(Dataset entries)
'''

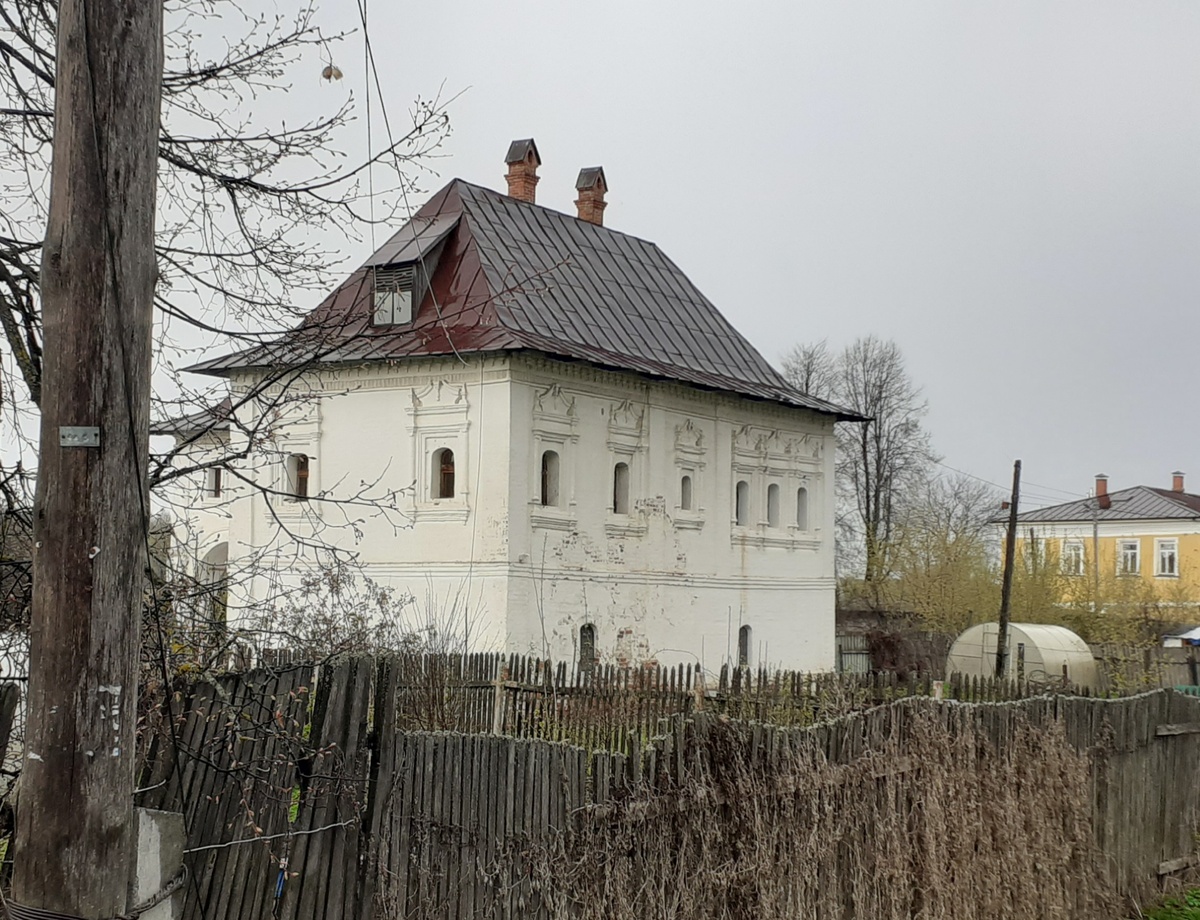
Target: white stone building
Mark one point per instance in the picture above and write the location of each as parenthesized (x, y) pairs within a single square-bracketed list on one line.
[(580, 448)]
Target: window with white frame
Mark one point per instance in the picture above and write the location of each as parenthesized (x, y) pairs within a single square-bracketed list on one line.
[(621, 488), (685, 493), (1128, 557), (742, 504), (1167, 558), (297, 468), (745, 636), (1035, 554), (394, 288), (1072, 558), (550, 479), (802, 509), (587, 647), (442, 479)]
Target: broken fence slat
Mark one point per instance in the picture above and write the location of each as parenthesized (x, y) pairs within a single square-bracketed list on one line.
[(1177, 728)]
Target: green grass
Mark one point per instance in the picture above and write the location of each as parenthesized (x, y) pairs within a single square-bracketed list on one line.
[(1180, 907)]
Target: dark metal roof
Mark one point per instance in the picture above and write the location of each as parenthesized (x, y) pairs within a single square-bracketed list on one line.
[(589, 176), (517, 276), (1139, 503), (520, 149), (414, 240)]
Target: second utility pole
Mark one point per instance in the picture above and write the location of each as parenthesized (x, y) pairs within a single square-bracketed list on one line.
[(1006, 590), (75, 823)]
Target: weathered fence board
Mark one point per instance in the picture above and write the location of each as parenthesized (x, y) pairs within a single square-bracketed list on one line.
[(328, 794)]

'''

WORK ITEM |
Wherever the string "Target" appears in a line of the records, copy that line.

ANSWER TO THE EXERCISE |
Target: white stone building
Target: window with white frame
Target: broken fence slat
Target: green grass
Target: dark metal roof
Target: second utility pole
Target: weathered fence board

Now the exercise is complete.